---------- READING PASSAGE ----------

2. Put pride aside. 
Understanding this is key! Often times we allow our own selfish feelings or needs to overshadow what is really important.  Negative comments stem from pride such as your own personal unwillingness to let go of hurt or pain from the past, disappointment, and feelings that may come from a selfish place. All of these feelings are about YOU and not about the child. 
3. Respect one another & exercise self-control.
It is so important to respect each other in a blended family. You will not always like each other or what one another has to say, but you must be respectful. Everyone is entitled to their own feelings and opinions, but if you don’t see eye-to-eye its okay, agree to disagree instead of the unhealthy back and forth.  It so disheartening how often people talk openly about a parent that is not present in front of a child.  Keep conversations that are meant for adults, just that, for adults only. Children should never hear negative conversations from any party. For example, maybe you are on the phone having a conversation with your girlfriend and your child is in the same room. He/She hears you venting your frustrations about how your ex is a “deadbeat.” This type of conversation is totally inappropriate and unacceptable!  It is irrelevant how true or untrue the statements you are making are, a child should NEVER hear something like that and it’s disrespectful!  Remember, you can’t take back what you say once you say it.  Things of this sort children internalize and will scar them. In another example, maybe you are talking to your friend about how you don’t like your ex’s new boyfriend or girlfriend and your child hears that.  This type of conversation puts a lot of stress on a child to feel like they have to appease you by also disliking that person.  A child should never be coerced or influenced to dislike anyone.  They need to be free to develop their own feelings without the burden of disappointment of one of their parents.  You are in control of YOURSELF!  You are the only one that can be in check of your emotions, attitudes, etc. This is a tough one! You will definitely have moments when you will fall short in this area, but if you remember to operate out of respect this will get easier. 
4. Build a relationship with those you will be co-parenting with.

---------- DATA BLOCK ----------

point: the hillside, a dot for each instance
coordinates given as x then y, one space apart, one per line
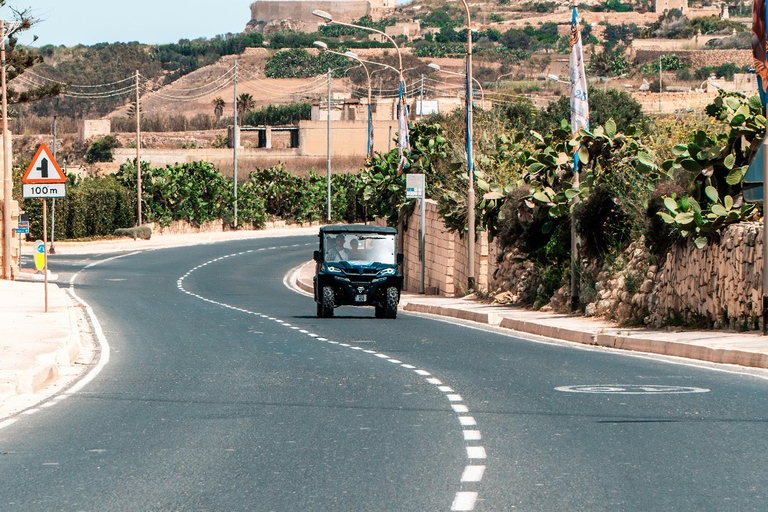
517 42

----------

* **WRITTEN EXERCISE A**
Decide whether each statement agrees with the blended-family advice: (i) negative comments stem from pride; (ii) children may hear negative conversations from their parents, though not from others; (iii) whether a statement is true determines if a child may hear it. Answer yes or no, quoting the deciding words.
* **WRITTEN EXERCISE B**
Write out the blended-family advice from "Understanding this is" to "about the child.", swapping "overshadow" out for "outweigh".
* **WRITTEN EXERCISE C**
Finish out the next part of the blended-family advice, starting after its final line.
The material has no connection to the blended-family advice.

* **WRITTEN REPLY A**
(i) Yes: "Negative comments stem from pride"
(ii) No: "Children should never hear negative conversations from any party."
(iii) No: "It is irrelevant how true or untrue the statements you are making are"

* **WRITTEN REPLY B**
Understanding this is key! Often times we allow our own selfish feelings or needs to outweigh what is really important.  Negative comments stem from pride such as your own personal unwillingness to let go of hurt or pain from the past, disappointment, and feelings that may come from a selfish place. All of these feelings are about YOU and not about the child.

* **WRITTEN REPLY C**
I know some people are reading this and thinking this chick is crazy, but this is such an important part of co-parenting. After being a “step-parent” for 14years of my son’s life I know how important this is. Building a friendship with my son’s mother, her husband, kids, and even her family has been great for our son.  He is a happy and well-adjusted young man because he has seen us all be friends. Yes I said it, FRIENDS! We’ve spent many years getting to know each other and growing our friendship because we all wanted our son to know that we not only like one another, but we love one another.  I know people are reading and gasping, but think of it this way, how could I not love the other person that was part of my son’s creation and who he is? 
5. Keep the lines of communication open & be a united front. 
Communication in any family is paramount, but with a blended family it can be tricky when pride, disrespect and other factors come into play.  It is possible to communicate effectively without fighting and carrying on, if you use cognitive thinking before you act.  You have to communicate with all parties, ALL OF THE TIME! Make decisioning for the child you are raising with part of the conversation with everyone involved. For example, if we grounded our son we made it a point to communicate so she could also adhere to that action in her home or vice versa. If you aren’t a united front, children are smart and will play that to their advantage. However, if you are in constant communication and operated as a united front, a child will be less likely to sneak one past you! 
What it all boils down to is when you are part of a blended family, we all have one thing in common and that is love for same child. At the end of the day, if you always keep the well-being of the children at the forefront of your mind remembering to operate out of love for them, you will never go wrong.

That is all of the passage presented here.